Fragment tekstu:

Lubię gry z serii Prince of Persia, naprawdę lubię i staram się do nich wracać co jakiś czas. Szkoda, że po trylogii Piasków Czasu nie zostało już zbyt wiele i Ubisoft przestawił się na masową produkcję Assassin’s Creed, do którego doszły ostatnio Watch Dogsy oraz Far Cry…
Co jest jednak w bieganiu po ścianach Bliskiego Wschodu, że chce się do niego wracać? Nie sądzę bym umiał to określić w jasny sposób, ale seria zapoczątkowana przez Jordana Mechnera po prostu dobrze działa.

Surowe dane:
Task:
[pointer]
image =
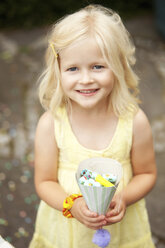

Polecenia:
[1] Kto według fragmentu o serii Prince of Persia zapoczątkował tę serię?
[2] Napisz dalszą część fragmentu o serii Prince of Persia, zaczynając zaraz po jego ostatnim zdaniu.
Dane to osobny materiał, odrębny od fragmentu.

Odpowiedzi do zadań:
[1] Jordan Mechner.

[2]
Szukając gier, które wymagają czegoś od gracza i jednocześnie oferują płynną akcję, nie znajdzie się zbyt dużej konkurencji dla cyklu Prince of Persia, nie jeśli szuka się czegoś co cały czas dobrze wygląda. Efekciarstwo PoPa polega na czymś zupełnie innym niż u wyreżyserowanych do ostatniej sekundy korytarzy w stylu Uncharted czy Call of Duty. Tu mamy postać, która ma naprawdę dużo ruchów i miesza je przez całą grę, stawiając drobne (a czasem nawet duże) wyzwanie naszemu refleksowi, wyczuciu odległości i pomysłowości podczas walk na miecze.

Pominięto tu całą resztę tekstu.